EXERCISE. Reproduce the stretch of rows from the line containing "Where can you find the pavement" through the line containing "(1192, 644)", both included. Keep the wording of each row unchanged, but move every coordinate in the answers by -46.

INPUT RECORDS.
▬▬▬▬▬▬
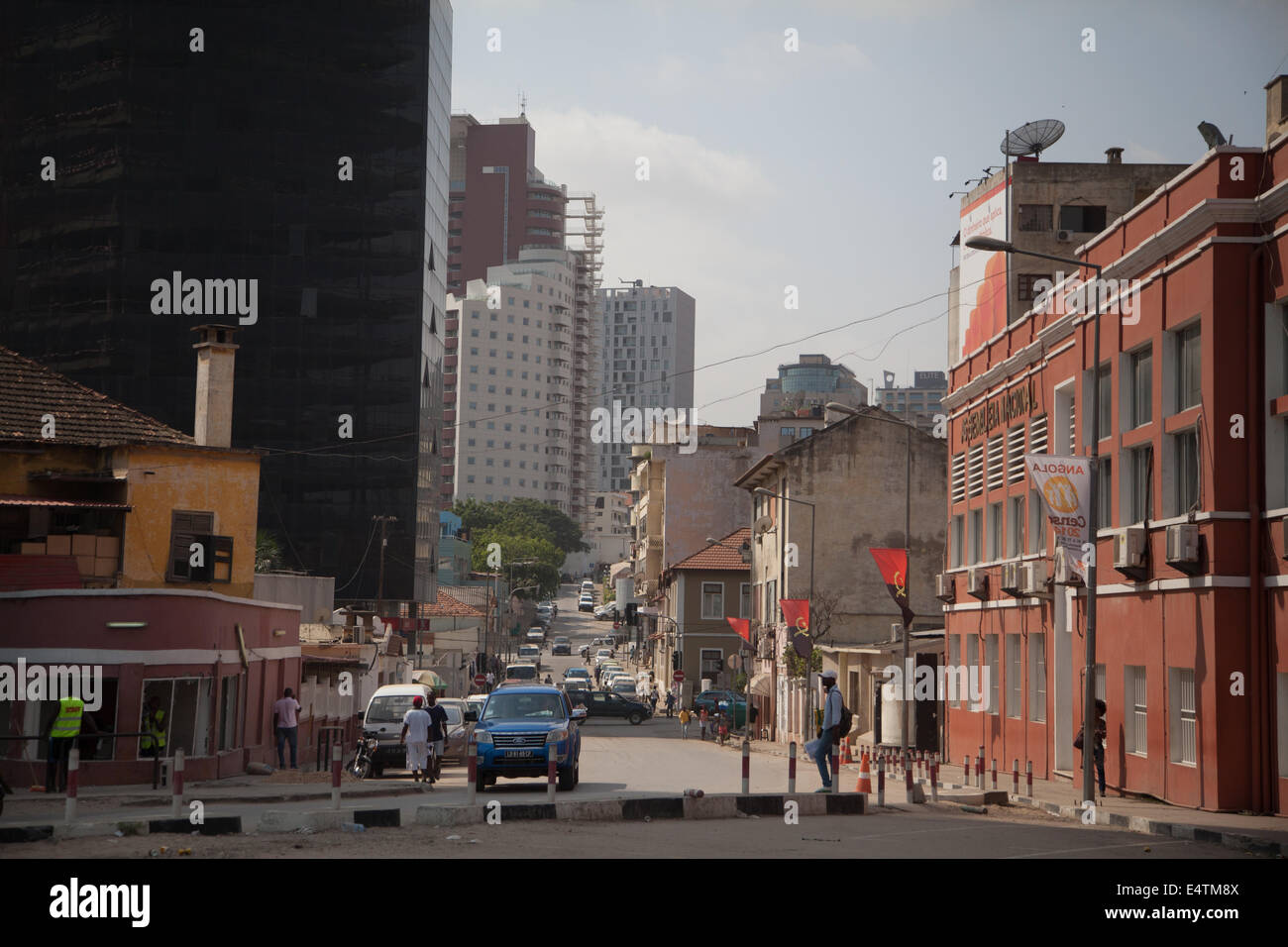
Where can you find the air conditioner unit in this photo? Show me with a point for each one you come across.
(1064, 571)
(1012, 578)
(1183, 547)
(1033, 579)
(1129, 551)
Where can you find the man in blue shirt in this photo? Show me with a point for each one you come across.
(831, 729)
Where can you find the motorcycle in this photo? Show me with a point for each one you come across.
(365, 758)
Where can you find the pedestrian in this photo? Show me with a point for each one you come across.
(437, 736)
(1098, 748)
(154, 727)
(63, 731)
(286, 724)
(416, 724)
(829, 733)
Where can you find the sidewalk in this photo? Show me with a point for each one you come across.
(1063, 799)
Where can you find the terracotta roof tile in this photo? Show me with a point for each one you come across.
(722, 556)
(81, 415)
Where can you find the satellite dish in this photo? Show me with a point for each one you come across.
(1033, 138)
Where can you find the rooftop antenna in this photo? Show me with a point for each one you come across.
(1033, 138)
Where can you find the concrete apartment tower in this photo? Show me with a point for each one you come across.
(509, 221)
(647, 361)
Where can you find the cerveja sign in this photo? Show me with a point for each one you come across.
(1064, 483)
(1018, 402)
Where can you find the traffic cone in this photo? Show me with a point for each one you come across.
(864, 784)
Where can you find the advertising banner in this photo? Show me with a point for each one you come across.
(1064, 484)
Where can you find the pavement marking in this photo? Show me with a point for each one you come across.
(1141, 843)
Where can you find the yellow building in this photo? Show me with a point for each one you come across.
(95, 492)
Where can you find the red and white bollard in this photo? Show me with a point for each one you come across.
(72, 784)
(176, 793)
(472, 761)
(336, 753)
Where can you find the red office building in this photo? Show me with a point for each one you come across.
(1192, 644)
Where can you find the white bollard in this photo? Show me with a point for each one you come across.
(176, 796)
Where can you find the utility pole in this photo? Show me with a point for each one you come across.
(380, 582)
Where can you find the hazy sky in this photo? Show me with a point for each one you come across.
(814, 169)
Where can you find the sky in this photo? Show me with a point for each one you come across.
(814, 167)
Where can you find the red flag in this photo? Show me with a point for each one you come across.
(894, 570)
(795, 613)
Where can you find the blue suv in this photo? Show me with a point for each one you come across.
(518, 731)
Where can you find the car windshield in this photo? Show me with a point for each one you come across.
(522, 706)
(389, 709)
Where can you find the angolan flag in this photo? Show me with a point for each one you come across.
(894, 570)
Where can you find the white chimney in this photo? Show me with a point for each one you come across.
(213, 425)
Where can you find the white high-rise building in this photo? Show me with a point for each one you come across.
(647, 361)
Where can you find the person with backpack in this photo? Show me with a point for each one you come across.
(831, 733)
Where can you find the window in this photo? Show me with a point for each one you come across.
(1185, 472)
(1104, 483)
(1181, 715)
(1134, 729)
(712, 600)
(951, 677)
(1188, 368)
(1140, 405)
(1014, 526)
(1033, 217)
(1037, 677)
(1140, 463)
(1014, 678)
(1082, 218)
(995, 531)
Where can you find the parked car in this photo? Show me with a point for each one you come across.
(382, 720)
(520, 728)
(460, 723)
(605, 703)
(709, 699)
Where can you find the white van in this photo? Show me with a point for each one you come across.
(384, 719)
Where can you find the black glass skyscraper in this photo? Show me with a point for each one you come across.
(146, 138)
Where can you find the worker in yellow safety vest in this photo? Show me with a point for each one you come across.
(154, 725)
(62, 735)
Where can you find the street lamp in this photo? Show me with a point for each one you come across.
(907, 541)
(763, 491)
(1089, 697)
▬▬▬▬▬▬
RESPONSE FOR THIS EXERCISE.
Where can you find the pavement marking in this photo? Show me with a point for each one you come across.
(1095, 797)
Where can you find the yellow building in this photo? Show me with a point for each one you come across.
(49, 446)
Where can you find the red and white bollard in this photo? Show me with a point for each one you come across.
(26, 738)
(130, 747)
(426, 715)
(290, 707)
Where can you find the red office building in this photo? Show me with a point for each one you come across.
(1146, 598)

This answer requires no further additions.